_Text_.
○ ○ ○ ○
I will just describe one of those occurrences, the severest in my experience and well remembered by the Free State and the Transvaal Boers—it was, I think, in 1881. One sunny day, early in August (spring time), at a place about twenty miles east of Reddersburg, in the Orange Free State, the wind veered to the south-east, and by afternoon had begun to blow fairly hard and cold, about 35 deg. Fahrenheit—that is to say, about 35 deg. below the temperature of a few hours previously. I had managed to get some milch cows driven near to the kraal, where there would have been very fair shelter for them, but luckily, as the sequel proved, they refused to enter, and rushed past in a scared way, just snatching up one mouthful of forage which had been thrown down to entice them to stay, and making off as hard as they could. The wind did not abate till the day after, when tales kept pouring in of terrible losses of sheep and cattle killed by the cold wind; sheep in open plains had suffered most, and cattle which had been kraaled were nearly all dead, whilst the herds of cattle and horses which had been left grazing out had been driven away and were also believed to have died. At the farm of a certain Andries Bester, near by, some seventy head of cattle in very good condition were found dead, piled up to the level of one of the kraal walls, showing the struggle which some thirty others had in escaping over the mound of dead cattle to the outside of the kraal.

The next day all those thirty head were found grazing some fifteen miles westwards under the lee of hills near Reddersburg, where they had found safe shelter. Everybody's cattle were recovered which had not been kraaled, including mine. This was the case as well with cattle which had been tethered to their transport wagons and which succeeded in breaking loose, whilst the rest were found dead where they had been tied.
○ ○ ○ ○
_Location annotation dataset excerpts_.
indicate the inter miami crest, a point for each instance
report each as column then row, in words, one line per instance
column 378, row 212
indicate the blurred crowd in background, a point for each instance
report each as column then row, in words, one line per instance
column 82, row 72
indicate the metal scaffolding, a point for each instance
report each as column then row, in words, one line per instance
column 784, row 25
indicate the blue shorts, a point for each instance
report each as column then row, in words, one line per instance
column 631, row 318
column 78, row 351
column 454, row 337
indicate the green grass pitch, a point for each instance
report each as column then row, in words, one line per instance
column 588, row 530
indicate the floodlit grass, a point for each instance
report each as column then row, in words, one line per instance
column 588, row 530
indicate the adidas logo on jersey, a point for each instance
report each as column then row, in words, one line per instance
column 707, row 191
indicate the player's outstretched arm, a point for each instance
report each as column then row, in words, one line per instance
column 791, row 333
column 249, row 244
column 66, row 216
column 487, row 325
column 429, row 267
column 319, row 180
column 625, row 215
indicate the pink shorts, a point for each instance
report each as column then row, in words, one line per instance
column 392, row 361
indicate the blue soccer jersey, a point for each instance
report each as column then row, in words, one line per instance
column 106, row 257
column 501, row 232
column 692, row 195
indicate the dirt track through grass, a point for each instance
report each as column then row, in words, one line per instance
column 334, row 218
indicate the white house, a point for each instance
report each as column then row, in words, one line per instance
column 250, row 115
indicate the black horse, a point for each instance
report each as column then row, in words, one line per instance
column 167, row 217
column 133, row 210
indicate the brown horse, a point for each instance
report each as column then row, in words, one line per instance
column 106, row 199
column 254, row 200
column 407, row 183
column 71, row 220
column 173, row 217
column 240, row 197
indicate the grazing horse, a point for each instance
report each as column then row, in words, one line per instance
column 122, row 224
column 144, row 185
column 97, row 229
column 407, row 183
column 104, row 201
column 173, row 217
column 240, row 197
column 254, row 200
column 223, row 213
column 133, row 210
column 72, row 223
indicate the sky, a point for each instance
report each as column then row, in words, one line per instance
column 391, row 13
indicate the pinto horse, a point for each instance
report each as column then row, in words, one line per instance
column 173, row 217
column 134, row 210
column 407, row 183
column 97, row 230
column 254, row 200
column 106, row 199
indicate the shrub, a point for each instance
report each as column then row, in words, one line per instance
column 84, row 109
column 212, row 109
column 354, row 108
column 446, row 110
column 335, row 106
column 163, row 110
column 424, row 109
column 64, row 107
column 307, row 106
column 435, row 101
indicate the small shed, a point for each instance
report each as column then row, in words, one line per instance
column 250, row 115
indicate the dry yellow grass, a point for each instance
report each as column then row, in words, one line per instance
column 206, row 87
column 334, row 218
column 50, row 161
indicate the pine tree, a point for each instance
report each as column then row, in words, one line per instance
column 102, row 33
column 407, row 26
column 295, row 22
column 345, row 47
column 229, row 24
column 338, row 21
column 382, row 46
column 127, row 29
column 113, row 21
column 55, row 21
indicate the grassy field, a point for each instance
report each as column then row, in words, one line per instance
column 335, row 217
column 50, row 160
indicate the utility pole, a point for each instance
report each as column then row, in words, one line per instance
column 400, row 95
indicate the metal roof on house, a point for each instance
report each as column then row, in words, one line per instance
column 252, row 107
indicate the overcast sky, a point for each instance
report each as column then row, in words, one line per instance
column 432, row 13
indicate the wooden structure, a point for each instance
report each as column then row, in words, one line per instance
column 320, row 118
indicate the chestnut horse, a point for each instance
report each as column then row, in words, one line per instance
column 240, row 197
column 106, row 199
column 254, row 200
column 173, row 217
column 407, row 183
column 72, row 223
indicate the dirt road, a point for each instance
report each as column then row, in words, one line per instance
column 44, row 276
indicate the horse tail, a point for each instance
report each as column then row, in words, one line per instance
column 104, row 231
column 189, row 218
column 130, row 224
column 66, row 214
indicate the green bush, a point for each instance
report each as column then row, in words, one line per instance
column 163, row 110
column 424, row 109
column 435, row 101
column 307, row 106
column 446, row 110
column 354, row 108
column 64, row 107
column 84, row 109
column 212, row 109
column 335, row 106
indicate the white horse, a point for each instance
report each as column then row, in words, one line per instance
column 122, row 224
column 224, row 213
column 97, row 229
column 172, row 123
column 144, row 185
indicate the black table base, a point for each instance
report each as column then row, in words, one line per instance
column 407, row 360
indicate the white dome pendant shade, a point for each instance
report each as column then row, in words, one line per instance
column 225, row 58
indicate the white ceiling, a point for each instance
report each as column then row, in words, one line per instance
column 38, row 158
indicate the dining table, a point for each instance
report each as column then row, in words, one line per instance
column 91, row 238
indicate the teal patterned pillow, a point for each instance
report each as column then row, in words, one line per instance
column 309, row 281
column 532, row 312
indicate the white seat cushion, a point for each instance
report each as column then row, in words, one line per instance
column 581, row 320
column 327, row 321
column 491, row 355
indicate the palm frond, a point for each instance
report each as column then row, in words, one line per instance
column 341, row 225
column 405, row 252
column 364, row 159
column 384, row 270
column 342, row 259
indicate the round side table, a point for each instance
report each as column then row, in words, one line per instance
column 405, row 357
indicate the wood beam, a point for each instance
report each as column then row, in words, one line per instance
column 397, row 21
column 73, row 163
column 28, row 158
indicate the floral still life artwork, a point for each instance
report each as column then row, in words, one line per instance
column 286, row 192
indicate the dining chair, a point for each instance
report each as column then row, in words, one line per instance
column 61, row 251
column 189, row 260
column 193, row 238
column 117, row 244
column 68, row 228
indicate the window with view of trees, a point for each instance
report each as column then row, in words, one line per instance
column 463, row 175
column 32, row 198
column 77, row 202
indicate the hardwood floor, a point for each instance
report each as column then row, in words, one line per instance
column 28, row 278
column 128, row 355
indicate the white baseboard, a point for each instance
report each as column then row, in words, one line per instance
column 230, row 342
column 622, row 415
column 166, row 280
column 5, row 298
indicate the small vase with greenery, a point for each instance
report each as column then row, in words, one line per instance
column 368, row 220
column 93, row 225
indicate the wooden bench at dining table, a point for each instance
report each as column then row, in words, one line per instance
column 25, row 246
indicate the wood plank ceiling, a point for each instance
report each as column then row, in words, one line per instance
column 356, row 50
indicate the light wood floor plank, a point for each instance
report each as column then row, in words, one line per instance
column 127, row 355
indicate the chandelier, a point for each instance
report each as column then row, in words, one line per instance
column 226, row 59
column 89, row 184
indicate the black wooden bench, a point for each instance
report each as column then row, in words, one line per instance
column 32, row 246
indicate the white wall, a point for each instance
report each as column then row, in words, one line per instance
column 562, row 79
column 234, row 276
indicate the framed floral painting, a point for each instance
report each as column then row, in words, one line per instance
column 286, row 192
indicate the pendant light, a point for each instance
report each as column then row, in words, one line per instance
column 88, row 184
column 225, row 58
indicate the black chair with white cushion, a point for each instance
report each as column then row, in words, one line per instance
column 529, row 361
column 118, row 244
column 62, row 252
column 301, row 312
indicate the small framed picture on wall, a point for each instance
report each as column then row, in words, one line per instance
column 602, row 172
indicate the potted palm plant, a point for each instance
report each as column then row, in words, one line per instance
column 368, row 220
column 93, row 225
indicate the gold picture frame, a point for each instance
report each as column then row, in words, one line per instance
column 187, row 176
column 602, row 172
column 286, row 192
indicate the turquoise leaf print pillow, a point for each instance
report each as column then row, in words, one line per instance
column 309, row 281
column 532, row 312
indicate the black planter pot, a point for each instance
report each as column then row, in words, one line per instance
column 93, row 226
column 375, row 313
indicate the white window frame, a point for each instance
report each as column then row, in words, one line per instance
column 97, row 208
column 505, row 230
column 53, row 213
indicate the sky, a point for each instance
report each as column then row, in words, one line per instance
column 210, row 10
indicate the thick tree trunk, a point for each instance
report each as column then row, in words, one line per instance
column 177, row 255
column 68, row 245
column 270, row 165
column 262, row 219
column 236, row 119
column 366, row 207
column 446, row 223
○ ○ ○ ○
_Work to complete_.
1 > According to the account of the cold wind, how many head of cattle were found dead at Andries Bester's farm?
2 > List every kind of animal named in the account of the cold wind.
The lines play no part in what is asked here.

_The replies_.
1 > Some seventy head of cattle were found dead there.

2 > Milch cows, sheep, cattle, horses